:: Questions ::
1. List the abuses that, according to the report on the Helwan Brigades case, many of the defendants suffered.
2. Answer each question from the report on the Helwan Brigades case.
(a) How many people does the mass trial involve?
(b) In what month and year was the video of the masked armed group published online?
(c) Who referred all the defendants to a summary trial in February 2015?

Reports

Ten new victims: The Egyptian judiciary keeps issuing arbitrary death sentences

After nearly seven years of trials, the Cairo Terror Court decided on Saturday to refer the papers of 10 defendants in the case known in the media as the “Helwan Brigades case” to the Grand Mufti for his opinion on their execution. This case is a comprehensive model for all human rights violations and fair trial guarantees, as it is a mass trial involving 215 people, and many of the defendants were subjected to torture, enforced disappearance and poor conditions of detention.

Case details

In August 2014, a video was published online showing 17 masked people carrying firearms. One of them explained that this group called the Helwan Brigades is tired of the peaceful Muslim Brotherhood, as he put it, and that the purpose of bearing arms is to respond to police and army violations against opponents in Egyptian prisons. It will also retaliate against the police and army’s use of violence against demonstrators during the dispersal of the Rabaa Al-Adawiya sit-in and Al-Nahda Square, and the Republican Guard incident, he said.

Two weeks after the video was published, the Ministry of Interior announced that it had identified the people in it and had arrested eight of them. Dozens of arrests followed in connection with this case, No. 451 of 2014, until the number of defendants reached 215, including 145 detainees.

In February 2015, the former Public Prosecutor Hisham Barakat referred all the defendants to a summary trial, on charges of establishing a group contrary to the law, the purpose of which is to call for the suspension of the provisions of the constitution and laws and to prevent state institutions and public authorities from carrying out their work, joining and leading that group. The prosecution also accused some of them of killing a police officer and attempting to kill others.

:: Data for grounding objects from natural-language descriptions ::
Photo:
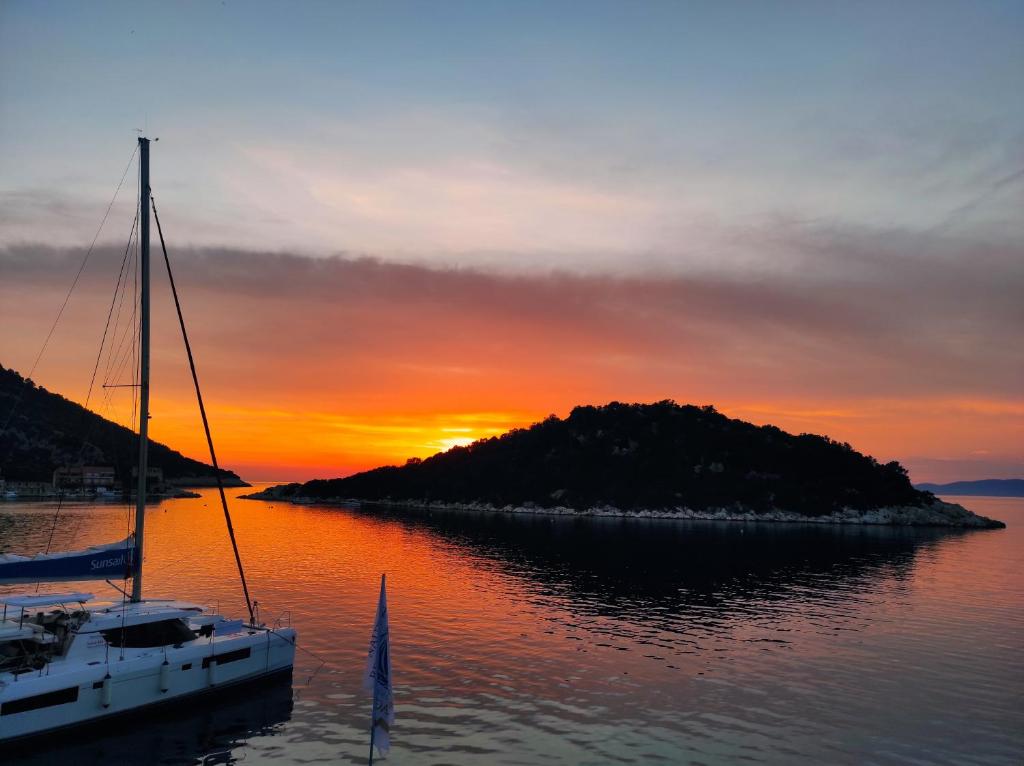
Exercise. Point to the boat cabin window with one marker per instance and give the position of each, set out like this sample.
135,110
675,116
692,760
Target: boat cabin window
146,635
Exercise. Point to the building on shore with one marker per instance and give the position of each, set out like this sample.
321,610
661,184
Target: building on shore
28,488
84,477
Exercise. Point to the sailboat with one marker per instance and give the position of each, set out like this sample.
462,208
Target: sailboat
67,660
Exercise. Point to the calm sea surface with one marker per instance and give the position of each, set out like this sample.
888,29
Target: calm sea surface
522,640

:: Results by task ::
1.
Torture
Enforced disappearance
Poor conditions of detention

2.
(a) 215 people
(b) August 2014
(c) The former Public Prosecutor Hisham Barakat